==== Records provided

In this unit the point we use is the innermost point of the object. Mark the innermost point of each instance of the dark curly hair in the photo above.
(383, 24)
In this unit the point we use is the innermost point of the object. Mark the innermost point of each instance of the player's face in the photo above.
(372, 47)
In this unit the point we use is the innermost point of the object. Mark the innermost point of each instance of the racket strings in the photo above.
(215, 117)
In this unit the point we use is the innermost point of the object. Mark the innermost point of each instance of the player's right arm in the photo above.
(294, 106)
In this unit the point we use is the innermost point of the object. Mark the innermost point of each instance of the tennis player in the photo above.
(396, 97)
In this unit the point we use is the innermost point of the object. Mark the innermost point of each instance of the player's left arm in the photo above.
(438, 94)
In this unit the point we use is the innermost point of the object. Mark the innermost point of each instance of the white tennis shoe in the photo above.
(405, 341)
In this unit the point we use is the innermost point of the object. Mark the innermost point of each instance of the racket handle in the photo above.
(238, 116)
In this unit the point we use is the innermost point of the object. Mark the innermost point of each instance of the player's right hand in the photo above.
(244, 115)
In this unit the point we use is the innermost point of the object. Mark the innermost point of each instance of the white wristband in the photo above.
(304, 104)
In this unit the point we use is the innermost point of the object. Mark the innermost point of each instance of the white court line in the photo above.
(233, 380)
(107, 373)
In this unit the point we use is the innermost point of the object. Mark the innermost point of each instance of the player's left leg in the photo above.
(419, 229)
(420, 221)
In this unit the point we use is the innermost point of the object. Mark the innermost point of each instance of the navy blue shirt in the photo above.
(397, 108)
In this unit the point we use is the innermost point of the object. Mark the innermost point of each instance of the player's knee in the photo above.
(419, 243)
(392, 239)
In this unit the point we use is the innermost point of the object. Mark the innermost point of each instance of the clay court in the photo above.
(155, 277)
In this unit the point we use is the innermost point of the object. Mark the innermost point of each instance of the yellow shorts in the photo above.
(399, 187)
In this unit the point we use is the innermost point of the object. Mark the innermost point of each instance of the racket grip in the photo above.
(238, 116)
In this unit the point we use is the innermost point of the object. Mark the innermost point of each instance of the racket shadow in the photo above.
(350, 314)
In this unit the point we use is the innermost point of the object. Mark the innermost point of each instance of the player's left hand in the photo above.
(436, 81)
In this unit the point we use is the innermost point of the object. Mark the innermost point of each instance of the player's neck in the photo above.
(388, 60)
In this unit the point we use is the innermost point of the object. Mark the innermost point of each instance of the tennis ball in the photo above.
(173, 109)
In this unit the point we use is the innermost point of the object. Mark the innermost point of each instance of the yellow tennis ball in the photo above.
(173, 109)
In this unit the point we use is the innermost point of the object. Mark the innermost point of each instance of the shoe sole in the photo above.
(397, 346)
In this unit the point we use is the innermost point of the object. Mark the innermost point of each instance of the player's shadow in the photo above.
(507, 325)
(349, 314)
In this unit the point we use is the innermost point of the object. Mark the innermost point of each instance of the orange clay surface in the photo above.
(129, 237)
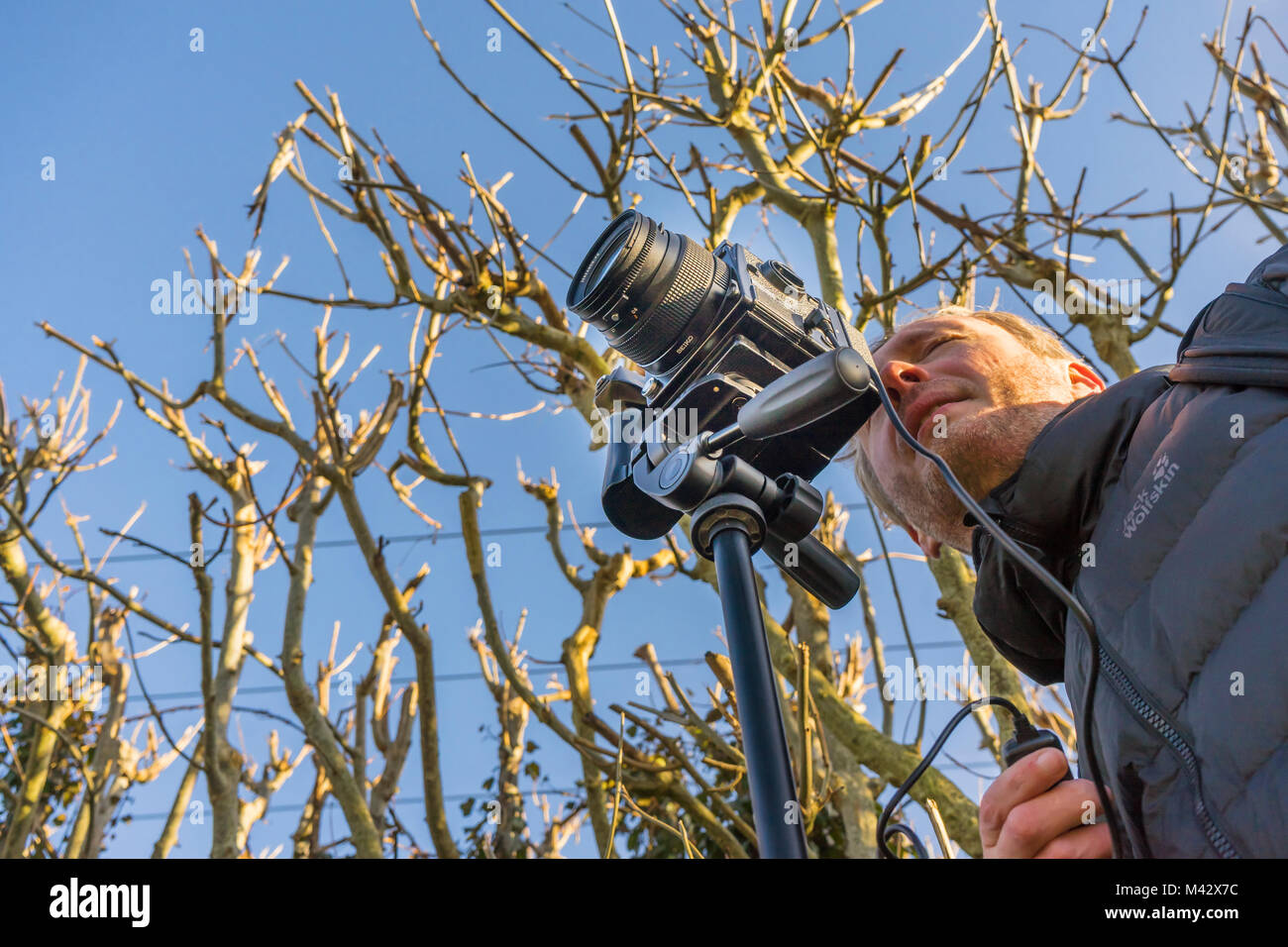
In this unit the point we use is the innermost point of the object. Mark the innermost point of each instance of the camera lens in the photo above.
(648, 291)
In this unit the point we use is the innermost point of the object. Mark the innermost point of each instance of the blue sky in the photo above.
(153, 140)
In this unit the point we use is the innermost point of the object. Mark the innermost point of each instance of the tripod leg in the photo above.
(780, 832)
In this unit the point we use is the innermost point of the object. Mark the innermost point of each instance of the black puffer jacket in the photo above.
(1162, 501)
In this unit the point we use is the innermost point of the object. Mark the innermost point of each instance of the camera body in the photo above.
(711, 330)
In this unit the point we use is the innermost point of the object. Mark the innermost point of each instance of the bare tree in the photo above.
(767, 115)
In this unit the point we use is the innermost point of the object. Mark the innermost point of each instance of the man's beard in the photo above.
(982, 451)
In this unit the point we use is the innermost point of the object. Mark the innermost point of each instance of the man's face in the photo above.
(970, 392)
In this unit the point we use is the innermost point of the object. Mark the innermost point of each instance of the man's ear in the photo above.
(1083, 380)
(930, 547)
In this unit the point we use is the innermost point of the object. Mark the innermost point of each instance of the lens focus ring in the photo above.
(690, 291)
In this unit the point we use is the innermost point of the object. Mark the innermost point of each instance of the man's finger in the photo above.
(1033, 823)
(1028, 777)
(1087, 841)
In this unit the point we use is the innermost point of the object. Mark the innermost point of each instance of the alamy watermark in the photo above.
(175, 296)
(33, 684)
(934, 682)
(648, 424)
(1077, 296)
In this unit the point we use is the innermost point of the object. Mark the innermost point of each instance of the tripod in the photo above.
(735, 510)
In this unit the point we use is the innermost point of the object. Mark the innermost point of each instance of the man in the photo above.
(1158, 500)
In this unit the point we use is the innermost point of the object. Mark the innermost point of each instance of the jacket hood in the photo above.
(1050, 506)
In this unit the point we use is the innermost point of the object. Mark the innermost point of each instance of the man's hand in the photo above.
(1025, 815)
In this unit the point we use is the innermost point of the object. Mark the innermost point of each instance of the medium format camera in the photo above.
(711, 331)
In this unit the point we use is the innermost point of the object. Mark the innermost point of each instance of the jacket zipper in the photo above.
(1142, 707)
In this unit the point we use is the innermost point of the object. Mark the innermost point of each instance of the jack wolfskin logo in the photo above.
(1145, 501)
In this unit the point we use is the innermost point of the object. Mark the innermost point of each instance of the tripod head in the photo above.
(700, 475)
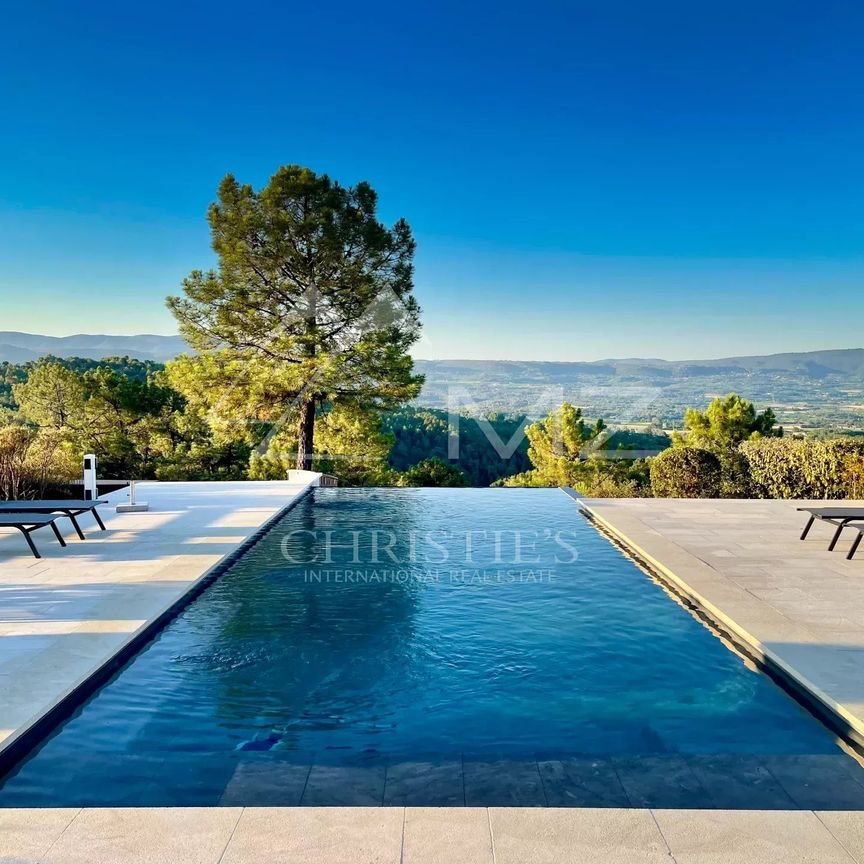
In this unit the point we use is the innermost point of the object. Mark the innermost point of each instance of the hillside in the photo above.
(812, 389)
(20, 347)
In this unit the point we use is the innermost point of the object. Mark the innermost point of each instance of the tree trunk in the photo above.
(306, 435)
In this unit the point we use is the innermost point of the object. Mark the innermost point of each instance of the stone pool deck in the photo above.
(799, 605)
(409, 835)
(791, 601)
(64, 615)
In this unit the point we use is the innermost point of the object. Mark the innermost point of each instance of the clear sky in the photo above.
(585, 179)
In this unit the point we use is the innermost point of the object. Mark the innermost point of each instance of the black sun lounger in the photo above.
(28, 524)
(71, 509)
(839, 516)
(859, 527)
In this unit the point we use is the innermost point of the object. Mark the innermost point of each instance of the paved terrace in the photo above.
(799, 604)
(398, 835)
(64, 615)
(796, 603)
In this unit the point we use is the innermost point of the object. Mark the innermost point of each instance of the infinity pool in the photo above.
(376, 628)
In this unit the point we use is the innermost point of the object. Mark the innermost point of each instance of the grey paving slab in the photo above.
(819, 782)
(661, 781)
(503, 784)
(337, 786)
(435, 835)
(145, 836)
(63, 618)
(425, 784)
(257, 783)
(577, 836)
(311, 835)
(735, 781)
(749, 837)
(582, 782)
(791, 600)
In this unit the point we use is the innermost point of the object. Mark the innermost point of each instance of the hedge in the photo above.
(792, 468)
(685, 472)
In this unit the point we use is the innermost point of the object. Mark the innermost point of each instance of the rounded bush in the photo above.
(686, 472)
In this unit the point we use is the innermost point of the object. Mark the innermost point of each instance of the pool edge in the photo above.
(827, 709)
(23, 740)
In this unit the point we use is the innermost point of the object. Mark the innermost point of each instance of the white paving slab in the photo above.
(64, 615)
(792, 600)
(396, 835)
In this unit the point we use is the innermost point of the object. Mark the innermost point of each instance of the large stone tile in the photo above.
(317, 835)
(503, 784)
(266, 783)
(817, 782)
(848, 827)
(740, 782)
(336, 786)
(660, 781)
(436, 835)
(26, 835)
(749, 837)
(425, 784)
(145, 836)
(576, 836)
(582, 782)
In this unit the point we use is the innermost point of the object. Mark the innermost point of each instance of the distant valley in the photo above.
(817, 389)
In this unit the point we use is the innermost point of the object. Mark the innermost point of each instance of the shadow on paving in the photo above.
(726, 781)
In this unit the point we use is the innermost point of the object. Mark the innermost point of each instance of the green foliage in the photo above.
(565, 450)
(688, 472)
(805, 468)
(349, 442)
(422, 433)
(725, 424)
(432, 472)
(31, 459)
(312, 304)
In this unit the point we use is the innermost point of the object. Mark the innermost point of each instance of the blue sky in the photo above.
(585, 180)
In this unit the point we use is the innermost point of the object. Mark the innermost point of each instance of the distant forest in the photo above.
(419, 434)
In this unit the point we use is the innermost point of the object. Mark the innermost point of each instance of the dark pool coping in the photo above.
(24, 740)
(741, 640)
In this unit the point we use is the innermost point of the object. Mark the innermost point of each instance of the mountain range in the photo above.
(21, 347)
(813, 388)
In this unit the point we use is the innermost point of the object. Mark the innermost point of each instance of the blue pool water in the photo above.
(410, 639)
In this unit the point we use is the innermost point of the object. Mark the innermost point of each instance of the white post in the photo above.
(91, 493)
(134, 506)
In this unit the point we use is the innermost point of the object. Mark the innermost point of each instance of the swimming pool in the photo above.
(419, 634)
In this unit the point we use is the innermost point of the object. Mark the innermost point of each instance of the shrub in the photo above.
(686, 472)
(735, 480)
(796, 468)
(30, 461)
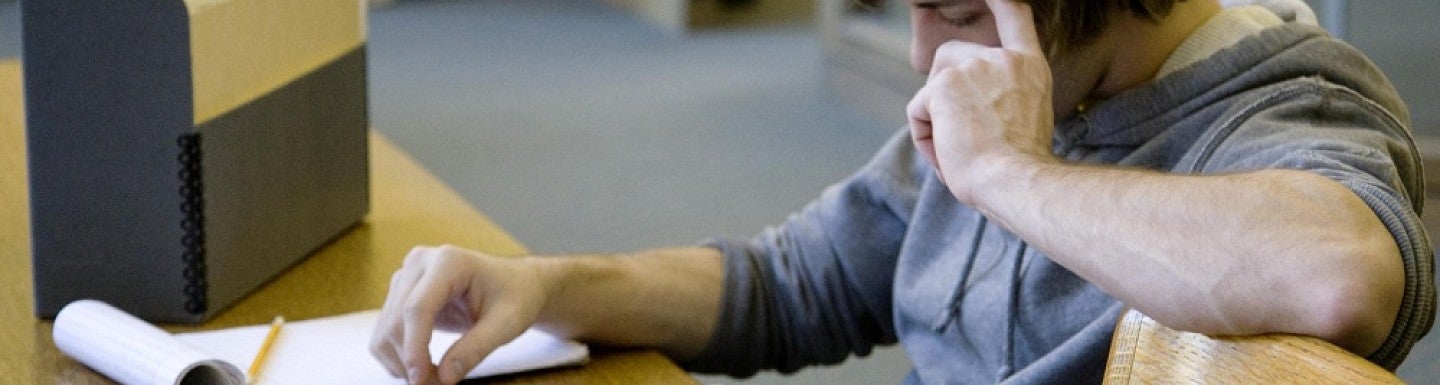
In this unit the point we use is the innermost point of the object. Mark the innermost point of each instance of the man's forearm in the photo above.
(664, 299)
(1257, 253)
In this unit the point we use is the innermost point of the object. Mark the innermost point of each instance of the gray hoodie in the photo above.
(890, 255)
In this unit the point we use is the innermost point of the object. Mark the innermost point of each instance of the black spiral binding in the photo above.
(192, 204)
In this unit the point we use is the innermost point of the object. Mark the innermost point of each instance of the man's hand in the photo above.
(982, 107)
(490, 299)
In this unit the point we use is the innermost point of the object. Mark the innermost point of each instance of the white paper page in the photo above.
(128, 349)
(336, 351)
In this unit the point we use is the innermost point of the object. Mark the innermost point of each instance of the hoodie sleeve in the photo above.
(1342, 136)
(818, 287)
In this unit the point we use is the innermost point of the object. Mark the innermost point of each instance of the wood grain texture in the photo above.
(1146, 352)
(409, 206)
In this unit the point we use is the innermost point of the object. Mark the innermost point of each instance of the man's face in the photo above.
(935, 22)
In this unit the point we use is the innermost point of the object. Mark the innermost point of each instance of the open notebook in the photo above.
(318, 351)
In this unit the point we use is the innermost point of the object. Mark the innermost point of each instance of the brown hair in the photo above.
(1066, 25)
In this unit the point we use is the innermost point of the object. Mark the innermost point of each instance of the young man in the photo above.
(1223, 170)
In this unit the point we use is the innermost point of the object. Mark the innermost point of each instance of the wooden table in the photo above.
(1146, 352)
(409, 206)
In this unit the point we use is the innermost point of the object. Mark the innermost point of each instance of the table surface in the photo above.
(409, 206)
(1146, 352)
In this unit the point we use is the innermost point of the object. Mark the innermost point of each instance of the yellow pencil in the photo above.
(270, 341)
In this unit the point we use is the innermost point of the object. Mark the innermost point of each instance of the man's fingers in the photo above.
(1015, 25)
(386, 336)
(494, 328)
(431, 291)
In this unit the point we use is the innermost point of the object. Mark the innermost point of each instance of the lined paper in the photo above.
(320, 351)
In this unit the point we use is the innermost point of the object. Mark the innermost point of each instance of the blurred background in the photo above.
(625, 124)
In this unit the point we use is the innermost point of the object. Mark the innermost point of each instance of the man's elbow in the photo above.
(1357, 309)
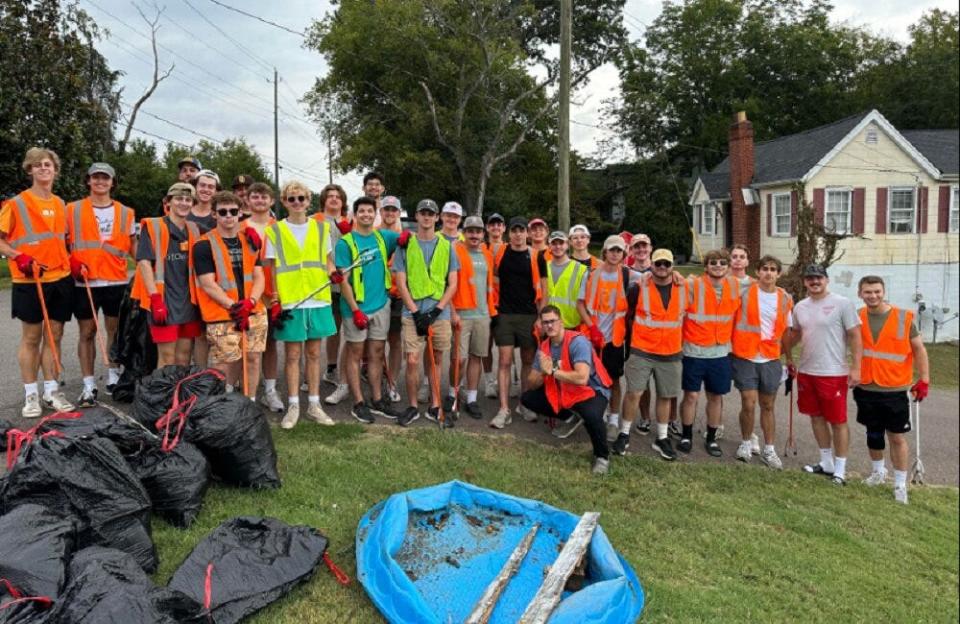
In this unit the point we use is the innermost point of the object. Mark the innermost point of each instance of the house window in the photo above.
(836, 216)
(902, 210)
(781, 214)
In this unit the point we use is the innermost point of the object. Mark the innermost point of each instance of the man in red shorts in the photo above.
(826, 325)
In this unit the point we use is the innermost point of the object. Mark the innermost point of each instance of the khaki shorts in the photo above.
(666, 375)
(224, 339)
(474, 336)
(412, 343)
(378, 326)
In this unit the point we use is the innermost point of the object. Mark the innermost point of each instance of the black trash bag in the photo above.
(176, 481)
(235, 436)
(88, 479)
(35, 547)
(106, 586)
(252, 562)
(155, 391)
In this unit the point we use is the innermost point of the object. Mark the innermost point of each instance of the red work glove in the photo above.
(920, 390)
(360, 319)
(158, 309)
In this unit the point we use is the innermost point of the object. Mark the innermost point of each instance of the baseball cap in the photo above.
(453, 207)
(473, 221)
(101, 168)
(662, 254)
(429, 205)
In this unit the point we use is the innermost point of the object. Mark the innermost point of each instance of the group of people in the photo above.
(223, 281)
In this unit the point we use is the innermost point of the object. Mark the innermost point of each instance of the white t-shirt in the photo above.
(824, 324)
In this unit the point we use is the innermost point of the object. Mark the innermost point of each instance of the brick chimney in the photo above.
(744, 219)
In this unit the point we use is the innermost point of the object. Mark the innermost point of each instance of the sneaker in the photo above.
(772, 460)
(665, 449)
(31, 407)
(601, 466)
(744, 451)
(342, 391)
(271, 400)
(87, 398)
(291, 417)
(621, 444)
(502, 419)
(56, 401)
(566, 428)
(317, 415)
(408, 416)
(877, 477)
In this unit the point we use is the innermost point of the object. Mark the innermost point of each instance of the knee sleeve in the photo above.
(876, 440)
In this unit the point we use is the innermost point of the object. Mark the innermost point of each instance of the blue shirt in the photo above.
(372, 274)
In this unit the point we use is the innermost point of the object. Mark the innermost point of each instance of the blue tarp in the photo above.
(427, 556)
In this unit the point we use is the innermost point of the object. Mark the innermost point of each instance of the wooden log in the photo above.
(484, 609)
(551, 591)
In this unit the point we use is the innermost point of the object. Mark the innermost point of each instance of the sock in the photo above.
(900, 478)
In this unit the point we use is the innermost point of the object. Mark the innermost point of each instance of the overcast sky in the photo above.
(233, 69)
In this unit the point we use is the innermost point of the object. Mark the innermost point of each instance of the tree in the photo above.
(441, 94)
(56, 91)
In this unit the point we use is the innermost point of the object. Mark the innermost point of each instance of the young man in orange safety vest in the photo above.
(101, 233)
(230, 286)
(569, 378)
(891, 345)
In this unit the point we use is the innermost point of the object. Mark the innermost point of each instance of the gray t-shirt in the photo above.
(824, 324)
(400, 266)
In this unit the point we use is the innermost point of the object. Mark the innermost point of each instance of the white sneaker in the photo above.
(502, 419)
(316, 414)
(31, 407)
(337, 395)
(291, 417)
(58, 402)
(271, 400)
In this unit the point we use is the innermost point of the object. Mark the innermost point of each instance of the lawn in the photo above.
(717, 543)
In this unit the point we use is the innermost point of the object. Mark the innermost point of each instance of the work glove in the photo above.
(158, 309)
(360, 319)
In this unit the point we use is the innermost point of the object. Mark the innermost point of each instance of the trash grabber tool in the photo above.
(101, 341)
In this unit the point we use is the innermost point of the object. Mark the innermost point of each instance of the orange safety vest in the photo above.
(106, 260)
(465, 298)
(563, 395)
(888, 361)
(30, 235)
(747, 342)
(598, 302)
(210, 310)
(160, 239)
(708, 322)
(657, 330)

========

Work to be completed: Output only the lines running from the line with "in orange safety vest in the photo above." through the final line of the data, inclusive.

Full solution:
In this unit the point we use is the innermost point of the object. Mark the innermost point of each instance of the young man in orange safety vest in the photo above.
(101, 233)
(230, 286)
(569, 378)
(891, 345)
In this unit the point we use is the innermost point of the object. Mark the innermost point of each instance of the gray t-shirt in the photo above.
(824, 324)
(400, 266)
In this unit the point we use is the innermost point of the object. Mark the innermost point of each instance of the white sneaker in the photo above.
(502, 419)
(316, 414)
(31, 407)
(337, 395)
(291, 417)
(58, 402)
(271, 400)
In this unit the point we use is the innermost point of the object. Mark the innermost point of each instance of the lawn in the photo above.
(717, 543)
In this unit the point we use is the innermost point of the object. Mark the innermost point of each instance of the work glove in the photo above.
(158, 309)
(360, 319)
In this unit the point we use is the innermost point of the object. Mark the innermost point of each instance of the trash grabber tool in the photo above.
(101, 341)
In this unit the point we use is the innermost point of the object. Mark the innermost point of each instance of the orange safety vest in the photo above.
(106, 260)
(465, 298)
(563, 395)
(888, 361)
(30, 235)
(747, 342)
(598, 302)
(210, 310)
(160, 239)
(708, 322)
(657, 330)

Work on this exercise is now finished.